* Prompt
Take every line in the entries that includes the word "below" and copy it.

* Exercise material
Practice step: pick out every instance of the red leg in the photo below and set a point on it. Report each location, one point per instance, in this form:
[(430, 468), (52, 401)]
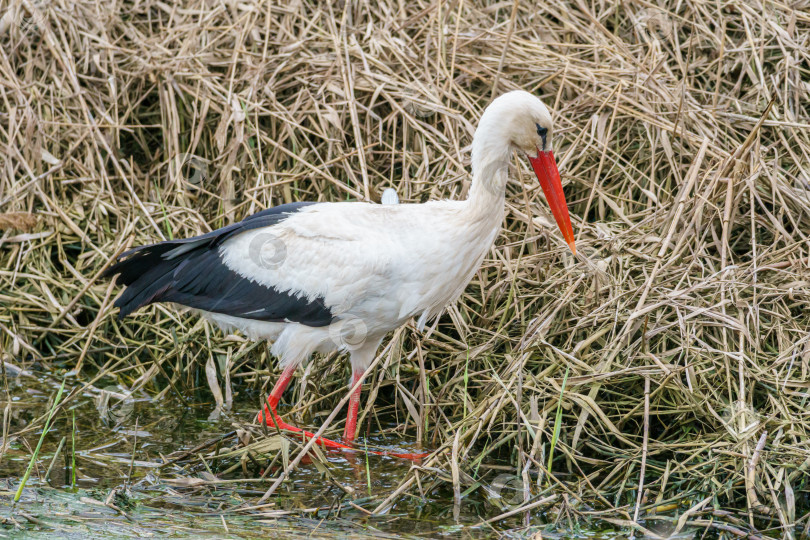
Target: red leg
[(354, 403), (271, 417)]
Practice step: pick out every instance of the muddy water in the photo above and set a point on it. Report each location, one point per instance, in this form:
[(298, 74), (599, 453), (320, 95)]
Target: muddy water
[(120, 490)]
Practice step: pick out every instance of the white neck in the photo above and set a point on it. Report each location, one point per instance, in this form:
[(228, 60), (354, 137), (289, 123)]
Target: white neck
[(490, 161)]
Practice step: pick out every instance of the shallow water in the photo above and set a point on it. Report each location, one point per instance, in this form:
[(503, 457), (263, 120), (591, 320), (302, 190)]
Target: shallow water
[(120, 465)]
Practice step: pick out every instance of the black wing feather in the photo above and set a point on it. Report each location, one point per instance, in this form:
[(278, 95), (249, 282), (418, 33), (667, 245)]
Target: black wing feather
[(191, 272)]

==

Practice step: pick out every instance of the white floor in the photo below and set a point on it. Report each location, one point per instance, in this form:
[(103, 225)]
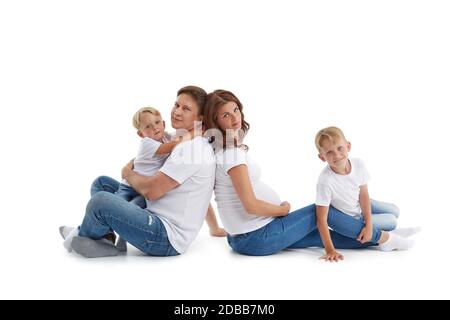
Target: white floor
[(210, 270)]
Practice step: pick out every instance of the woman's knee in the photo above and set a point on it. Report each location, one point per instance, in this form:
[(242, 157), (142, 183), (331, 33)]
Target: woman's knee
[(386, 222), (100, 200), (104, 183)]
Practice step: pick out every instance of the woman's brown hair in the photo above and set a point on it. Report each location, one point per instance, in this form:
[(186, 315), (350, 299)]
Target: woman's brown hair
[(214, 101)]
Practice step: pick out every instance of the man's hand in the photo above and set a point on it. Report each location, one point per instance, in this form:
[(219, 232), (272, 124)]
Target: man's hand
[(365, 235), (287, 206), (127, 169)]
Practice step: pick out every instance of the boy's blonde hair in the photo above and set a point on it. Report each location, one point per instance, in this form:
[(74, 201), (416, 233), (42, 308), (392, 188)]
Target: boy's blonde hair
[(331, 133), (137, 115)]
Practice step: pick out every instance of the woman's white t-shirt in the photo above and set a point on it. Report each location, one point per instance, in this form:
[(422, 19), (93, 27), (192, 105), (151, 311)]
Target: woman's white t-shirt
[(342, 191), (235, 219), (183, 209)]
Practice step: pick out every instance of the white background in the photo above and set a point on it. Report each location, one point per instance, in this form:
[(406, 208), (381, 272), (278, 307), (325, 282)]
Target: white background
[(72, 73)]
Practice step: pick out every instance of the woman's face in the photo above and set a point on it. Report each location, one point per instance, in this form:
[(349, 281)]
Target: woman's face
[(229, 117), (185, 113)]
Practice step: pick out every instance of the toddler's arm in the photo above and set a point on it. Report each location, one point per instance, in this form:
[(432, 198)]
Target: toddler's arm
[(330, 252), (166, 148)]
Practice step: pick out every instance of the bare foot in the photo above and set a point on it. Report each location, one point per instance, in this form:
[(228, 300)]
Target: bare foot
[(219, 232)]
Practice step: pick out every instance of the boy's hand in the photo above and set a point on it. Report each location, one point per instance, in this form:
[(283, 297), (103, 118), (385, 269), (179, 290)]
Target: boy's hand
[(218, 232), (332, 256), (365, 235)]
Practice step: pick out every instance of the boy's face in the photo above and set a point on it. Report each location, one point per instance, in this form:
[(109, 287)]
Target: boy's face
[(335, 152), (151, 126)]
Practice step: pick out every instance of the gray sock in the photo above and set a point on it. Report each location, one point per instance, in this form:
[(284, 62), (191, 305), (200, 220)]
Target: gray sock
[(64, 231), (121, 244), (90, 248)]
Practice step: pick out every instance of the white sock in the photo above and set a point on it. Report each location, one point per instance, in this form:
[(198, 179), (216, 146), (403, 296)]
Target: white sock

...

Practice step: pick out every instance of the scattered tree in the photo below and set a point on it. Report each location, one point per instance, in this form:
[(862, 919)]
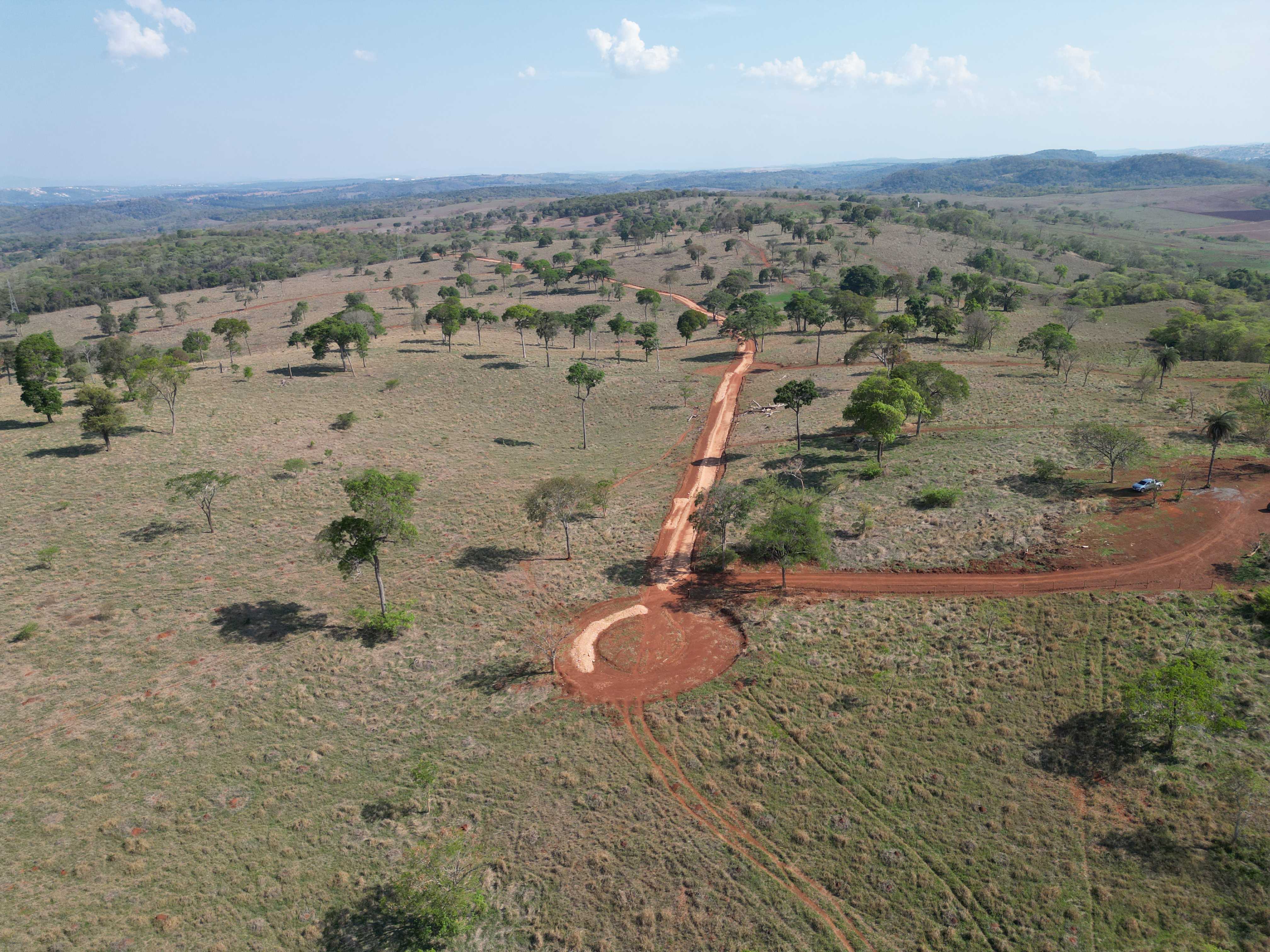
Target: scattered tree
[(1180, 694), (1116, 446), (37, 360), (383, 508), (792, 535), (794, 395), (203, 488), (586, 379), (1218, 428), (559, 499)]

* Completed exercise
Practice step: pick out every instance of the red leg in the photo below and set a point on it. Report each location, one point per instance, in this form:
Practice step: pick out every instance of the white floor in the photo below and set a point on it. Report each location, one point per instance, in this form:
Practice step: pick out every instance of the scattered tree in the photo below and set a point on it. Report each location, one point per instance, in this form:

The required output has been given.